WHAT THIS TASK INVOLVES:
Can you edit the lines below so that every "single point" reads "one point" and everything else stays the same?

GIVEN RECORDS:
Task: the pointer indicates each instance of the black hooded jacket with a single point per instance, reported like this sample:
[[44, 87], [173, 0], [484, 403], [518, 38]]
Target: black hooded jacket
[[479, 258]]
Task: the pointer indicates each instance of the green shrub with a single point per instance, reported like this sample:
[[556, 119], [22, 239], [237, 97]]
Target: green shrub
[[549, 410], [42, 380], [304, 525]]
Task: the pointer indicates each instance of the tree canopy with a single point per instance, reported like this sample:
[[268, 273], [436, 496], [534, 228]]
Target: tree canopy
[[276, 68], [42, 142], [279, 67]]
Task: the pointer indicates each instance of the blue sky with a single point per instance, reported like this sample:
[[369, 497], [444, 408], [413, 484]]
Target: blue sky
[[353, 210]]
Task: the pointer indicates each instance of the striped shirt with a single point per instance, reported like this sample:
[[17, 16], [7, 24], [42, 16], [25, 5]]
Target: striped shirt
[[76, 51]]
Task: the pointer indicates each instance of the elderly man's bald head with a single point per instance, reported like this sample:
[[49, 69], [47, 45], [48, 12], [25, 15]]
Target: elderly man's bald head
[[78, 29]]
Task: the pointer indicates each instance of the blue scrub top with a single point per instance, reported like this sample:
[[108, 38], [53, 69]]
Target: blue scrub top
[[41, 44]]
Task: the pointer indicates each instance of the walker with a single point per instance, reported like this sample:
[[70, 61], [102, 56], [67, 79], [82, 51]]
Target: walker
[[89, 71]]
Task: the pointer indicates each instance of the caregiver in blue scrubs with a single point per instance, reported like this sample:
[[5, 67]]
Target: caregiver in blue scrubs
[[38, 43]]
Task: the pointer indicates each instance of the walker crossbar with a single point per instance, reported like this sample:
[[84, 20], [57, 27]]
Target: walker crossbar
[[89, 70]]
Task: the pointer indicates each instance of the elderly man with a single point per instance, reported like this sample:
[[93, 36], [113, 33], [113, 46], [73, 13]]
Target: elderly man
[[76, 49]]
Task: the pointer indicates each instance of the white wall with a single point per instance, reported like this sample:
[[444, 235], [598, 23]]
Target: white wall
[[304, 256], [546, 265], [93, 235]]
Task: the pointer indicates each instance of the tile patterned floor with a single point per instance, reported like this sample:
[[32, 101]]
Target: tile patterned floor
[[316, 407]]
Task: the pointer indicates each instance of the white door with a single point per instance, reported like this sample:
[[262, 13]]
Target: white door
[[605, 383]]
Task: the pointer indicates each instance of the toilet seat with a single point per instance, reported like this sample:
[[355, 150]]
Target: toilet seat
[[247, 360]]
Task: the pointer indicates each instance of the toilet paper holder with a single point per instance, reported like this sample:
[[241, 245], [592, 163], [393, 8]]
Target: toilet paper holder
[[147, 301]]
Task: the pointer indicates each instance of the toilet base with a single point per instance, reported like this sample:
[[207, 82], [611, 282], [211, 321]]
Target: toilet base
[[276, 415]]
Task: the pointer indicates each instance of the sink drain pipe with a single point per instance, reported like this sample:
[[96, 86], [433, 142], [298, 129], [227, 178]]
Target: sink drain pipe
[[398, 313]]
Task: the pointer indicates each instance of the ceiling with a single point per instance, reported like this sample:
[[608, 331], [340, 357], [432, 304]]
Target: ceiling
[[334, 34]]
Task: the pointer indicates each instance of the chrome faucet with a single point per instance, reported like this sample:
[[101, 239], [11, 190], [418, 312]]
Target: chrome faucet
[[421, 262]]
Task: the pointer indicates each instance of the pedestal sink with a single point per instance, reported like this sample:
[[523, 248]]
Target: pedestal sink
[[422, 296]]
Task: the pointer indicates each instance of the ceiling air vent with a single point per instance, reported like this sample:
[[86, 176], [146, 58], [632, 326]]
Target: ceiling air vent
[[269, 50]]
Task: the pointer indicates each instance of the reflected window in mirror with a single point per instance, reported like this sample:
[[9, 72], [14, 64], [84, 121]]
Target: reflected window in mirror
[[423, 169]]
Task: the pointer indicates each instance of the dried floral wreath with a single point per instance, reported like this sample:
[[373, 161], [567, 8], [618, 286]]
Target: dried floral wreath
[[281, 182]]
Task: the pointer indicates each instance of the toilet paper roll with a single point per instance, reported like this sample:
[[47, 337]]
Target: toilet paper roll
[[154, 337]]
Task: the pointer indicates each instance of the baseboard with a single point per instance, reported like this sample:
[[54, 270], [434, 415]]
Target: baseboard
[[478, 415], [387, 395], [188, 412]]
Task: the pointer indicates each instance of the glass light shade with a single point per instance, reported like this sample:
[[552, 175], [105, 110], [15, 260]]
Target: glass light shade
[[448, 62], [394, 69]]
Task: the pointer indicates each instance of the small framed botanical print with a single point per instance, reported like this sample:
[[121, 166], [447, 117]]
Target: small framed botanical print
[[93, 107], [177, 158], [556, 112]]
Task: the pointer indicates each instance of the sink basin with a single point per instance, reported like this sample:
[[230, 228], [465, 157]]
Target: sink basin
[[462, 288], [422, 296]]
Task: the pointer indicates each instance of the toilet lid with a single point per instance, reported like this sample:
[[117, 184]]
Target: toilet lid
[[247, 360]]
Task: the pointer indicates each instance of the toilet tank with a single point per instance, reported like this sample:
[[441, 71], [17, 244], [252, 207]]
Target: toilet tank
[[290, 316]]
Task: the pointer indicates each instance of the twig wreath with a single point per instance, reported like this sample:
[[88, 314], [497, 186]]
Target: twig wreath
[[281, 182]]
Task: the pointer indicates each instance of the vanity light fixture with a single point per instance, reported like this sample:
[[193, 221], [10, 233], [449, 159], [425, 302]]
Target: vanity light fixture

ANSWER IN FULL:
Task: the pointer indicates each instance of the black hooded jacket with a one point per instance, reported like this sample:
[[44, 87], [173, 0], [484, 403], [518, 38]]
Target: black hooded jacket
[[479, 258]]
Task: the pointer indicates each instance of the green shrub with a one point per instance, reported like this sample:
[[556, 119], [22, 239], [237, 97]]
Target: green shrub
[[549, 410], [42, 380], [304, 525]]
Task: the pointer indicates each instance of the tree canopy with a one point per instance, reported like this sample:
[[268, 273], [436, 496], [534, 228]]
Target: tree canopy
[[276, 68], [42, 142], [279, 67]]
Task: the pointer indicates each instance of the blue sky with a one point per instance, reported like this sample:
[[369, 497], [444, 408], [413, 484]]
Target: blue sky
[[353, 210]]
Task: the pointer indicates each instance of the striped shirt with a one point per instance, reported like this sample:
[[17, 16], [7, 24], [42, 16], [25, 5]]
Target: striped shirt
[[76, 51]]
Task: the pointer indicates each instance of the elderly man's bald head with a one point per instance, reported like this sample:
[[49, 69], [47, 45], [48, 12], [25, 15]]
Target: elderly man's bald head
[[78, 29]]
Task: the pointer indicates each instance of the blue scrub top with a one point per instance, reported like this sample:
[[108, 38], [53, 69]]
Target: blue scrub top
[[41, 44]]
Task: the pointer indicates each instance of the walker with a one point per instance, reported like this sample:
[[70, 61], [102, 56], [67, 79], [82, 51]]
Target: walker
[[89, 71]]
Task: the pointer indicates each instance of the caregiver in blue scrubs with a one point per instance, reported like this sample:
[[5, 67]]
Target: caregiver in blue scrubs
[[38, 43]]
Task: the pointer indicates each instance of the walker crossbar with a one point per instance, reported like this sample:
[[84, 20], [57, 27]]
Target: walker crossbar
[[89, 70]]
Task: the pointer indicates each instance of the elderly man with a one point per instance, reported like this sample:
[[93, 36], [113, 33], [113, 46], [73, 13]]
Target: elderly man
[[76, 49]]
Task: the pointer indicates each instance of the white wall with a one point per instance, reported like this sample:
[[444, 235], [598, 23]]
Target: white wall
[[304, 256], [546, 265], [93, 235]]
Task: the pointer indicates each instance of the tile patterned floor with a one point per instance, reported like this sample:
[[32, 101]]
Target: tile patterned floor
[[316, 407]]
Task: the pointer indicates each instance of the white door with a one point per instance, reported like this sample:
[[262, 13]]
Target: white door
[[605, 383]]
Task: the pointer indicates each instance of the toilet seat with a one point per instance, reported like this sample:
[[355, 150]]
Target: toilet seat
[[247, 360]]
Task: the pointer indicates each instance of the toilet paper holder with a one point per instance, reported like this sample:
[[241, 245], [592, 163], [393, 8]]
Target: toilet paper holder
[[147, 301]]
Task: the pointer indicates each instance of the toilet base with a one point per instance, reported like this sample:
[[207, 82], [611, 282], [211, 321]]
Target: toilet base
[[276, 415]]
Task: the pointer indicates each instance of the sink drain pipe with a one point per instance, reported like this sample:
[[96, 86], [433, 142], [298, 129], [227, 178]]
Target: sink drain pipe
[[398, 313]]
Task: the pointer indicates each instance of the ceiling with a one point per instance, reported like this sample:
[[608, 331], [340, 357], [432, 304]]
Target: ceiling
[[334, 34]]
Task: the pointer indicates each instance of the chrome faucet with a one point per instance, reported like this sample:
[[101, 239], [11, 190], [418, 312]]
Target: chrome faucet
[[421, 262]]
Task: the pointer indicates each instance of the pedestal sink with a one point per instance, reported like this sample:
[[523, 248]]
Target: pedestal sink
[[422, 296]]
Task: the pointer indicates each instance of the ceiling air vent with a one point per instance, reported like this sample:
[[86, 176], [146, 58], [632, 326]]
Target: ceiling air vent
[[269, 50]]
Task: the pointer indicates each instance of the reflected window in mirror with a one point per instance, reported like this sample:
[[9, 72], [14, 64], [84, 121]]
Target: reflected window in mirror
[[423, 169]]
Task: the pointer indicates each instance of the dried floral wreath with a one point per instance, reported like this sample:
[[373, 161], [567, 8], [618, 286]]
Target: dried floral wreath
[[281, 182]]
Task: the pointer indicates each instance of the toilet paper roll with a one point per instance, reported like this sample:
[[47, 337]]
Target: toilet paper roll
[[154, 337]]
Task: the pointer indicates each instance of the baseboard with a one point per instance, reported like this sample:
[[54, 270], [434, 415]]
Target: baseboard
[[478, 415], [387, 395], [188, 412]]
Task: the pointer indicates each instance of the glass light shade with a one point per instance, reported like this sample:
[[552, 175], [105, 110], [15, 260]]
Target: glass light shade
[[448, 62], [394, 69]]
Task: the pointer indicates each instance of the small framed botanical print with a one point per instance, reported like this sample:
[[121, 166], [447, 117]]
Target: small framed botanical print
[[93, 107], [177, 158], [556, 112]]
Task: the pointer indicates each instance of the sink basin with a one point per instance, reported like this sample:
[[230, 228], [465, 157]]
Target: sink basin
[[462, 288], [422, 296]]
Task: the pointer indicates each instance of the toilet lid with a one point per instance, reported like this sample:
[[117, 184]]
Target: toilet lid
[[247, 360]]
Task: the pointer indicates each instance of the toilet tank with a one point per instance, reported like this sample:
[[441, 71], [17, 244], [252, 207]]
Target: toilet tank
[[290, 316]]
Task: the pointer indicates each instance of the twig wreath with a one point per instance, reported like this sample:
[[88, 314], [497, 186]]
Target: twig wreath
[[281, 182]]
Task: the pointer indicates each instance of the vanity light fixture with a one point per instance, reported like this sample:
[[193, 221], [10, 233], [449, 159], [425, 302]]
Target: vanity light fixture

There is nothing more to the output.